本文ブロック =
□ □ □
本発明はまた、少なくとも1種のフィトステロールを保護コロイドの存在下、水性媒体中で粉砕し、得られたフィトステロール懸濁液を乾燥して乾燥粉末を製造することを含む、上記の粉末フィトステロール製剤を製造する方法に関する。
【0042】
粉砕はそれ自体は公知の方法、たとえば、ボールミルを用いて実施することができる。使用される粉砕器のタイプに応じて、粉砕は粒子が0.01〜100μm、好ましくは0.2〜50μm、特に好ましくは0.2〜20μm、非常に好ましくは0.2〜5μm、特に0.2〜0.8μmの平均粒径を有するようになるまで実施する。
【0043】
粉砕およびそれに使用される装置に関してより詳細には、とりわけ「Ullmannの工業化学百科事典」、第6版、1999、電子放出、粒径の減少、3.6.章:湿式粉砕(Ullmann’s Encyclopedia of Industrial Chemistry, Sixth Edition, 1999, Electronic Release, Size Reduction, Chapter 3.6. : Wet Grinding )、およびEP-A-0 498 824に記載されている。
【0044】
上記の粉砕方法の別の変形において、フィトステロール懸濁液を粉砕の後に、フィトステロールの完全な、または部分的な融解を起こすのに十分な高温に加熱し、この融解物を再度冷却した後に乾燥粉末を製造する。好ましくは、ここでフィトステロール懸濁液を粉砕した後、0.05〜200秒、好ましくは0.2〜100秒の間、150〜200℃の温度に維持し、20〜80℃の温度に冷却した後、乾燥粉末を製造する。
【0045】
乾燥方法に応じて、フィトステロール含有乾燥粉末は、100〜1000μm、好ましくは約200〜800μm、特に好ましくは250〜600μmの平均粒径を有する。これらの粉末は、既に上で記載した0.01〜100μmの平均粒径を有する一次粒子の凝集物(二次粒子)である。
□ □ □
短い課題 1 = 記録の最初の行から「[338, 0, 360, 29]」を含む行までを、その行も含めて書き直してください。その際、「yellow dot on liner」を「yellow sprinkle」に差し替え、ほかの部分はそのまま残してください。
短い課題 2 = 粉末フィトステロール製剤の製造方法についての本文を、最後の文の後から書き継いでください。

(ラベル付き領域データの抜粋)
□ □ □
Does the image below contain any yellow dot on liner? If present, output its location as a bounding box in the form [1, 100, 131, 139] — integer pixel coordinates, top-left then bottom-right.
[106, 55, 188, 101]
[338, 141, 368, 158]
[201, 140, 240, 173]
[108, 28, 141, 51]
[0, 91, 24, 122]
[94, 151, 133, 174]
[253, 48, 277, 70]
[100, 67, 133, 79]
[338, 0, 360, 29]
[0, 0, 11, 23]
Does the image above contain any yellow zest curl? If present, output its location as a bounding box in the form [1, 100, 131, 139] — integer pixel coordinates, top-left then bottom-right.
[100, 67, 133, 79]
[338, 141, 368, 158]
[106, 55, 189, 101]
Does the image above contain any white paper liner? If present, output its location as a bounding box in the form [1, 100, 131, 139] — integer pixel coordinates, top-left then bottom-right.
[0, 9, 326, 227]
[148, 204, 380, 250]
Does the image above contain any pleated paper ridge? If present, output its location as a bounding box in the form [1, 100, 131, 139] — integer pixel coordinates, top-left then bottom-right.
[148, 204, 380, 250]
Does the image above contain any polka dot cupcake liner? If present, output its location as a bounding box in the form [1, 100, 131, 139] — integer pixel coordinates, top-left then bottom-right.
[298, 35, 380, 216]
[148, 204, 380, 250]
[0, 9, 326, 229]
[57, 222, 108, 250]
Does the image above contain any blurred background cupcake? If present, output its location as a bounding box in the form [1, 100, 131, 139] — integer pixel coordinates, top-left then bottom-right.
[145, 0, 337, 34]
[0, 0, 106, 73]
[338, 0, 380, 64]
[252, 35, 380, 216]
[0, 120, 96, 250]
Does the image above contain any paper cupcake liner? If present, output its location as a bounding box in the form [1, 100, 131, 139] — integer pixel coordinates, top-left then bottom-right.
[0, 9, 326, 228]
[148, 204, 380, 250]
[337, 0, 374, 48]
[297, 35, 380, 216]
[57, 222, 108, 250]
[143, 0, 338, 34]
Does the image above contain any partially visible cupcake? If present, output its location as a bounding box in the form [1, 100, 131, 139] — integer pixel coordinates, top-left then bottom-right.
□ □ □
記述による回答 1 =
Does the image below contain any yellow sprinkle? If present, output its location as a bounding box in the form [1, 100, 131, 139] — integer pixel coordinates, top-left then bottom-right.
[106, 55, 188, 101]
[338, 141, 368, 158]
[201, 140, 240, 173]
[108, 28, 141, 51]
[0, 91, 24, 122]
[94, 151, 133, 174]
[253, 48, 277, 70]
[100, 67, 133, 79]
[338, 0, 360, 29]

記述による回答 2 =
【0046】
一次粒子および二次粒子の両方の粒径は、ここでは、公知の測定方法を用いて、たとえば、フラウンホーファー回折により、および5μmよりも小さい粒子の場合には動的光散乱を用いて決定される。
【0047】
本発明の乾燥粉末は、水系において問題なく再分散され、0.01〜1μmの粒径範囲の活性化合物の均一で微細な分布を達成する。
【0048】
本発明のフィトステロール製剤は、とりわけ食品調製品および動物用飼料の添加物として、医薬品および化粧品を製造するための組成物として、ならびにヒトおよび動物の分野における栄養補助食品を製造するための組成物として適している。
【0049】
食品の分野における典型的な適用の範囲は、たとえば、飲料、チーズ、ヨーグルト、風味乳飲料または乳を原料とするアイスクリームのような乳製品、およびサラダドレッシング、ソースおよびマヨネーズ、ならびにソーセージ製品および菓子への使用である。
【0050】
好ましくは、上記懸濁液は、飼料添加物として、特に粒状の飼料の上に適用または噴霧して、動物の栄養補給に用いられる。
【0051】
飼料添加物としての使用は、特に、本発明の粉末フィトステロール製剤が油中に分散している液体の調製品の形でおこなわれる。
【0052】
使用することができる油は、一般的に、植物性および動物性の両方の、すべての生理的に許容される油、特に、20℃で液体であるか、20℃で単独で、または他の油と共に懸濁液中に液体相を形成する油である。ここで好ましいものとしては、ヒマワリ油、ヤシ油、ゴマ油、トウモロコシ胚芽油、綿実油、ダイズ油またはピーナッツ油、中鎖トリグリセリドのエステル、および魚油、たとえばサバ油、スプラットイワシ油またはサケ油が挙げられる。動物の栄養補給に特に好ましいものは、魚油、トウモロコシ胚芽油、ヒマワリ油およびピーナッツ油である。
【0053】
これらの液体の調製品は、たとえば、粒状化後(post-pelleting)適用と呼ばれる、粒状の動物飼料上への直接のスプレーにより適用される。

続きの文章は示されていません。